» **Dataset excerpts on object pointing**
◇ ◇ ◇ ◇ ◇
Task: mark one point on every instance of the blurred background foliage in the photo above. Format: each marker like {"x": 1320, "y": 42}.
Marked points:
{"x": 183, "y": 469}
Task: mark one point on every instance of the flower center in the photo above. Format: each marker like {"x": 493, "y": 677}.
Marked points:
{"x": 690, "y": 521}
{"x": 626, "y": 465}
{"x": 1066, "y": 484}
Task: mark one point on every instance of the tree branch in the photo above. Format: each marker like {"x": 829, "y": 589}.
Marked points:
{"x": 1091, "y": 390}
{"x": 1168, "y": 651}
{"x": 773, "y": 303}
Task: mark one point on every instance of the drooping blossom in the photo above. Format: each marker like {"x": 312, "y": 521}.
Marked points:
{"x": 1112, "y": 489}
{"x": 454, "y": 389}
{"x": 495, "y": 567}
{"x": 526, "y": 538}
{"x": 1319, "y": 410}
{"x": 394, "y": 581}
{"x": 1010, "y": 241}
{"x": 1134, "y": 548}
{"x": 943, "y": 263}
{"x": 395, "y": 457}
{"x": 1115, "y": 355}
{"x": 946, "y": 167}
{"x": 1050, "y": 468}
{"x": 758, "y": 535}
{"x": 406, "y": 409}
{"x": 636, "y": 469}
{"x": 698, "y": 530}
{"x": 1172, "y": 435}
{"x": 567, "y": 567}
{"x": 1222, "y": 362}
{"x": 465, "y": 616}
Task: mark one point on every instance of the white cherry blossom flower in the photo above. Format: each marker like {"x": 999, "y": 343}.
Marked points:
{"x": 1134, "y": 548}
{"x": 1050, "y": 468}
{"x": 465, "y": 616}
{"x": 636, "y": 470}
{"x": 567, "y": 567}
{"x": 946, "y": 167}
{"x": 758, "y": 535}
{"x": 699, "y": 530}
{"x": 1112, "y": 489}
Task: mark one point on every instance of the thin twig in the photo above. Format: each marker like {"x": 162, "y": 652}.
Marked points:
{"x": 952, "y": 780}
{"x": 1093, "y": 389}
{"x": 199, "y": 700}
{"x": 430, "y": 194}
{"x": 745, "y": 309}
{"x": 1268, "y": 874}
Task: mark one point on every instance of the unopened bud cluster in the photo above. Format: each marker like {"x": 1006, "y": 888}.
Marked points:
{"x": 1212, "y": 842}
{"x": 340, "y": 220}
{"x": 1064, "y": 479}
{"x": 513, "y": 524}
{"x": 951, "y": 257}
◇ ◇ ◇ ◇ ◇
» **What is needed**
Reproduce all of the entries above verbatim, changing nothing.

» **Answer to this exercise**
Task: mark one point on every instance of the blurred background foliage in the photo above. Format: each marker like {"x": 1320, "y": 42}.
Marked points:
{"x": 183, "y": 469}
Task: mark one point on every instance of the flower center in the photo above. Format: each marker like {"x": 493, "y": 677}.
Marked points:
{"x": 690, "y": 521}
{"x": 626, "y": 465}
{"x": 1066, "y": 484}
Task: mark one point on every instance of the tree branch in the photo above. Format: each marker like {"x": 829, "y": 589}.
Marked points:
{"x": 1091, "y": 390}
{"x": 1168, "y": 651}
{"x": 773, "y": 303}
Task: mark one point on every instance of the drooping blossom in the photo above. Format: each marker like {"x": 312, "y": 521}.
Marked points:
{"x": 1112, "y": 489}
{"x": 454, "y": 389}
{"x": 495, "y": 567}
{"x": 526, "y": 538}
{"x": 1319, "y": 410}
{"x": 394, "y": 581}
{"x": 1010, "y": 241}
{"x": 1134, "y": 548}
{"x": 943, "y": 263}
{"x": 395, "y": 457}
{"x": 1115, "y": 355}
{"x": 946, "y": 167}
{"x": 1050, "y": 468}
{"x": 758, "y": 535}
{"x": 406, "y": 409}
{"x": 636, "y": 469}
{"x": 698, "y": 530}
{"x": 1172, "y": 435}
{"x": 567, "y": 567}
{"x": 1222, "y": 362}
{"x": 465, "y": 616}
Task: mark one point on every instance of the white cherry blossom flower in the photo above. Format: each marker like {"x": 999, "y": 343}.
Marked points:
{"x": 1134, "y": 548}
{"x": 1050, "y": 468}
{"x": 465, "y": 616}
{"x": 636, "y": 470}
{"x": 567, "y": 567}
{"x": 946, "y": 167}
{"x": 758, "y": 535}
{"x": 699, "y": 530}
{"x": 1112, "y": 489}
Task: mark one point on every instance of the thin twig in the photo above. Format: each marker like {"x": 162, "y": 652}.
Marked points:
{"x": 952, "y": 780}
{"x": 1093, "y": 389}
{"x": 199, "y": 700}
{"x": 430, "y": 194}
{"x": 745, "y": 309}
{"x": 1268, "y": 874}
Task: mark one point on every instance of the unopened bud cluster in the photo above. Format: each marker like {"x": 1006, "y": 888}.
Marked points:
{"x": 1212, "y": 842}
{"x": 340, "y": 220}
{"x": 1064, "y": 479}
{"x": 513, "y": 524}
{"x": 951, "y": 257}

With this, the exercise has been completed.